Could you return all of the entries below exactly, minus the pictures?

### Records for this exercise
=== Begin Enclosure ===
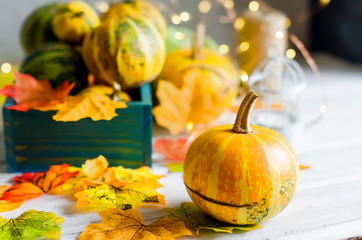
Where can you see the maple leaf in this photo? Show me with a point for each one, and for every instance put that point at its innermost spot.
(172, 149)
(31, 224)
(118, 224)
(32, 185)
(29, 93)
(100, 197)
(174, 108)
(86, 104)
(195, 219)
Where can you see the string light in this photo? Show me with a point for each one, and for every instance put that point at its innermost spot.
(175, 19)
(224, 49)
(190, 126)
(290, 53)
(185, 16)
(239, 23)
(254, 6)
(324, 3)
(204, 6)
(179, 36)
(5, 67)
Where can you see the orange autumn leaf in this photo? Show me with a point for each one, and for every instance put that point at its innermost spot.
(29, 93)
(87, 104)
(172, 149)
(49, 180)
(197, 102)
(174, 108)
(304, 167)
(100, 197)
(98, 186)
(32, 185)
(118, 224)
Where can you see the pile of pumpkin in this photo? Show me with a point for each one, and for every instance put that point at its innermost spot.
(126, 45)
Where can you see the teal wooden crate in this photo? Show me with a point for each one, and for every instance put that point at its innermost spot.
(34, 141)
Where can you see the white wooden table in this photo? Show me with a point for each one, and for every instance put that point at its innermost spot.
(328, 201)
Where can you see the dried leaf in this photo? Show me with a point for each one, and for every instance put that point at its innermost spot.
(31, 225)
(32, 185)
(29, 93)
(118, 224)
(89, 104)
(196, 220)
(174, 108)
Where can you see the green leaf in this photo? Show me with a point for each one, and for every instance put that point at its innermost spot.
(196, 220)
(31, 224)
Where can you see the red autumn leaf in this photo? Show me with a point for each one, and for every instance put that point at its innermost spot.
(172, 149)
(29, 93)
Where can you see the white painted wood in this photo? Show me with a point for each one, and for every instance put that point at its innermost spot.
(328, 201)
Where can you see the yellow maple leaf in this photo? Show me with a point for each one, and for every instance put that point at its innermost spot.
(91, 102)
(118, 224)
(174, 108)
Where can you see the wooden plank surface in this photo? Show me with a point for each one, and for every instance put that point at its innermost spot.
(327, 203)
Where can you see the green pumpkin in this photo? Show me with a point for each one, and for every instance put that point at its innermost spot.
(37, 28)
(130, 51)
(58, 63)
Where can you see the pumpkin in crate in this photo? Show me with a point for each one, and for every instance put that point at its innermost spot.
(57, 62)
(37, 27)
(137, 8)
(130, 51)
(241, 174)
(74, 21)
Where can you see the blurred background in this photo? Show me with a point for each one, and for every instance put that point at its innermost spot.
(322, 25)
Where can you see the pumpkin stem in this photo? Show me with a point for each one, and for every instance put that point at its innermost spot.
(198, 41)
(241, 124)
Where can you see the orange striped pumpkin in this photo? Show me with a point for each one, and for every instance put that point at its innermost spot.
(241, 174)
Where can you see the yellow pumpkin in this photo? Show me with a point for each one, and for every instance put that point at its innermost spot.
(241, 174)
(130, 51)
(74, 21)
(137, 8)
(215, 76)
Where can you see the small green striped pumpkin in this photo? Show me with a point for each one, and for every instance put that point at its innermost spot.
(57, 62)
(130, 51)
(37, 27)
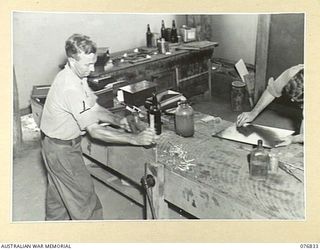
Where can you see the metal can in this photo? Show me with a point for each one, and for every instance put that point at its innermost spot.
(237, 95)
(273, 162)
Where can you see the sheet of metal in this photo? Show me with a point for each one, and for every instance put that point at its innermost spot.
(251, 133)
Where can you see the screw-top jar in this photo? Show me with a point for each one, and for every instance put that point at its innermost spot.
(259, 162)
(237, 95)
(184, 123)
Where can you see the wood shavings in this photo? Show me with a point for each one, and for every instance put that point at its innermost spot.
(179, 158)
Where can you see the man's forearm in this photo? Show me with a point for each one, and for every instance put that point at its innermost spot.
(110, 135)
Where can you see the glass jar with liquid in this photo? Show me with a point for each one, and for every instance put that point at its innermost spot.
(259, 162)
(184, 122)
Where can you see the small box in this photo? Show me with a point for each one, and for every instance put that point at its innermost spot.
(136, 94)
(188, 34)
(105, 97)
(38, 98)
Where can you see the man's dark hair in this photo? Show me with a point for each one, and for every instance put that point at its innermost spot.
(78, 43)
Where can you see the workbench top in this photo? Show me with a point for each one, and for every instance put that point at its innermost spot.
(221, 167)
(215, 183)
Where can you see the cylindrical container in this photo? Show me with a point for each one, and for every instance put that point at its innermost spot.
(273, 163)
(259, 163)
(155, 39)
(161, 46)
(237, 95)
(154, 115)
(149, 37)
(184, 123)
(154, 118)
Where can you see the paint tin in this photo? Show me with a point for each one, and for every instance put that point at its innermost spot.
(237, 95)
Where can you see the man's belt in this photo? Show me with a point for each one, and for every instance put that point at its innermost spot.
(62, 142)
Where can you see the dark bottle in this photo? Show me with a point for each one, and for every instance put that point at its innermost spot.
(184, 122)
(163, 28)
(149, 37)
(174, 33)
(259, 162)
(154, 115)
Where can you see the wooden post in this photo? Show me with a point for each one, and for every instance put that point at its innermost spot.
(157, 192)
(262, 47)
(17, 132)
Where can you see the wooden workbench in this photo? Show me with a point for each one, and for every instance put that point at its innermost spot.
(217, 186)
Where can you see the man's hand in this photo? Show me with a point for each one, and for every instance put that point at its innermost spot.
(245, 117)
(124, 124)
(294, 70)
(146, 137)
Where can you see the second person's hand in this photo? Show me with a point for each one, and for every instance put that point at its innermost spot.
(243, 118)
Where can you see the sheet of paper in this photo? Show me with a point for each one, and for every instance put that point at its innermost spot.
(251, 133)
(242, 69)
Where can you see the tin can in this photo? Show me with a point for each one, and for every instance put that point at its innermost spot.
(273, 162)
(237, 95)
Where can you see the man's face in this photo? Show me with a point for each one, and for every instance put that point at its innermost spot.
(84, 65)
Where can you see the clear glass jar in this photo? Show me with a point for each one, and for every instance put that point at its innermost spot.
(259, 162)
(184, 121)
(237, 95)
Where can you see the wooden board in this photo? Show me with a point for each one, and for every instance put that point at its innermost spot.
=== End Enclosure ===
### Output
Where can you see the maple leaf in this photo? Show me with a point for each one, and for every instance put that point at its innermost spot.
(172, 149)
(31, 224)
(118, 224)
(32, 185)
(29, 93)
(100, 197)
(174, 108)
(86, 104)
(195, 219)
Where can you see the string light in this photo? Show me with a point for each one, and for every instance put that point at its innermost spot.
(175, 19)
(224, 49)
(190, 126)
(290, 53)
(185, 16)
(239, 23)
(254, 6)
(324, 3)
(204, 6)
(179, 36)
(5, 67)
Where can you see the orange autumn leaf in this photo? Show me with a point for each one, and for every instance put that point at its innermost spot.
(29, 93)
(87, 104)
(172, 149)
(49, 180)
(197, 102)
(174, 108)
(304, 167)
(100, 197)
(98, 186)
(32, 185)
(118, 224)
Where can you see the pile of pumpkin in this photo? Show me with a point for each one, and for every instance put that point at its innermost spot.
(126, 45)
Where can you see the teal wooden crate in this photo? Show me with a point for each one, and for every instance put that point at its innermost spot.
(34, 141)
Where can you see the white wooden table in this photo? Show me with a point for each one, and for every instance put that point at its innermost spot.
(328, 201)
Where can you see the dried leaf in this photo? Show me with a point for each one, and for every instance put that point at its innermost spot.
(31, 225)
(32, 185)
(29, 93)
(118, 224)
(89, 104)
(196, 220)
(174, 108)
Where can you see the green leaf in this photo? Show me with a point for each one, and for every instance put that point at its innermost spot.
(196, 220)
(31, 224)
Where can you see the red autumn leaf in this photo? Show me with a point for each one, and for every instance put that point at its innermost spot.
(172, 149)
(29, 93)
Where can you see the white painted wood in this photo? Show me with a point for each one, and for every instance put that point at its innermost spot.
(328, 201)
Where can you see the yellow maple leaf in this photo? Show me with a point for each one, and for every instance put that point at its innermost spot.
(91, 102)
(118, 224)
(174, 108)
Where can you see the wooden plank surface in this photo? Show me with a point for each one, and for every instance put that point at its innermost spot.
(327, 203)
Where can you see the green pumpkin in this photo? Show me with a point for each one, and for every instance put that point at its innermost spot.
(37, 28)
(130, 51)
(58, 63)
Where can you see the pumpkin in crate in this photo? Show me with a point for each one, and for every instance put that point at its innermost spot.
(57, 62)
(37, 27)
(137, 8)
(130, 51)
(241, 174)
(74, 21)
Where can you see the blurred background in this photo? Show me with a point for each one, and for every instance put that point at its innermost spot.
(322, 25)
Where can you see the pumpkin stem in this photo? Show me with a point for each one, and for every instance put that point at its innermost spot.
(198, 41)
(241, 124)
Where can you see the orange striped pumpkin in this photo? Show me with a point for each one, and for every instance put that point at its innermost spot.
(241, 174)
Where can you see the yellow pumpkin in this photo? Show me with a point for each one, and for every instance put that point at its innermost spot.
(241, 174)
(130, 51)
(74, 21)
(137, 8)
(215, 76)
Where can you see the small green striped pumpkin in this photo? Show me with a point for each one, and for every instance put that point at its innermost spot.
(57, 62)
(130, 51)
(37, 27)
Where can you see the metal can in this photo? Show me with a point for each one, and for every instance put that point at its innermost spot.
(237, 95)
(273, 162)
Where can you see the sheet of metal in this photo? Show me with a point for each one, and for every instance put that point at its innermost spot.
(251, 133)
Where can you see the screw-top jar in this photo? Show me with a point for each one, and for every instance put that point at its innermost spot.
(259, 162)
(237, 95)
(184, 123)
Where can you see the wood shavings in this photo? Show me with a point for each one, and for every instance put that point at its innermost spot.
(179, 158)
Where can you see the man's forearm in this photo? Show me with a point for each one, and for every instance put that point at its innermost spot.
(110, 135)
Where can you see the glass jar with liquid in this photo? Show me with a point for each one, and for every instance put that point at its innermost spot.
(259, 162)
(184, 122)
Where can you see the small box in this photo? Show me with a point for each one, and for every instance put that point at its innermost spot.
(136, 94)
(188, 34)
(105, 97)
(38, 98)
Where can you see the man's dark hair in this photo? Show me with a point for each one, and for every instance put that point at its innermost spot.
(78, 43)
Where can you see the workbench top in this photo? Show me with a point for each one, and for every instance put that point at its innermost spot.
(221, 167)
(215, 183)
Where can you see the cylindrical container in this photo? Show me with a point for each one, and for every instance put that point at its innermost spot.
(273, 163)
(259, 163)
(155, 39)
(161, 46)
(237, 95)
(154, 115)
(149, 37)
(184, 123)
(154, 118)
Where can you see the paint tin in this photo? Show me with a point for each one, and for every instance put that point at its innermost spot.
(237, 95)
Where can you see the man's belt in this photo? Show me with a point for each one, and for every instance put that point at its innermost spot.
(62, 142)
Where can you see the dark bottle in this photo? Show me with a point for each one, and for every instance put that point at its innermost spot.
(184, 122)
(163, 28)
(149, 37)
(174, 33)
(259, 162)
(154, 115)
Where can you see the wooden post in this photo? Show me with a point for each one, and for every instance put that point at its innermost spot.
(157, 192)
(262, 47)
(17, 132)
Where can you see the wooden workbench in this photo? Show me with a point for each one, and for every instance put that point at its innermost spot.
(217, 186)
Where can you see the man's hand in this photo? Show me with a point for each one, and for every instance put that point at its innermost spot.
(245, 117)
(124, 124)
(294, 70)
(146, 137)
Where can you see the second person's hand in this photo? Show me with a point for each one, and for every instance put that point at its innermost spot.
(243, 118)
Where can you see the sheet of paper in this photo? Show me with a point for each one, and for every instance put that point at its innermost spot.
(251, 133)
(242, 69)
Where can you see the tin can in this photo? Show me with a point for each one, and for every instance put that point at its innermost spot.
(273, 162)
(237, 95)
Where can you see the man's face in this photo? Show me with a point for each one, and for every instance put that point at its innermost spot.
(84, 65)
Where can you see the clear glass jar in this photo? Show me with a point for each one, and for every instance put that point at its innermost spot.
(259, 162)
(184, 121)
(237, 95)
Where can you see the wooden board in this photo? Show me with a point for each one, and for every instance put that point at its innermost spot.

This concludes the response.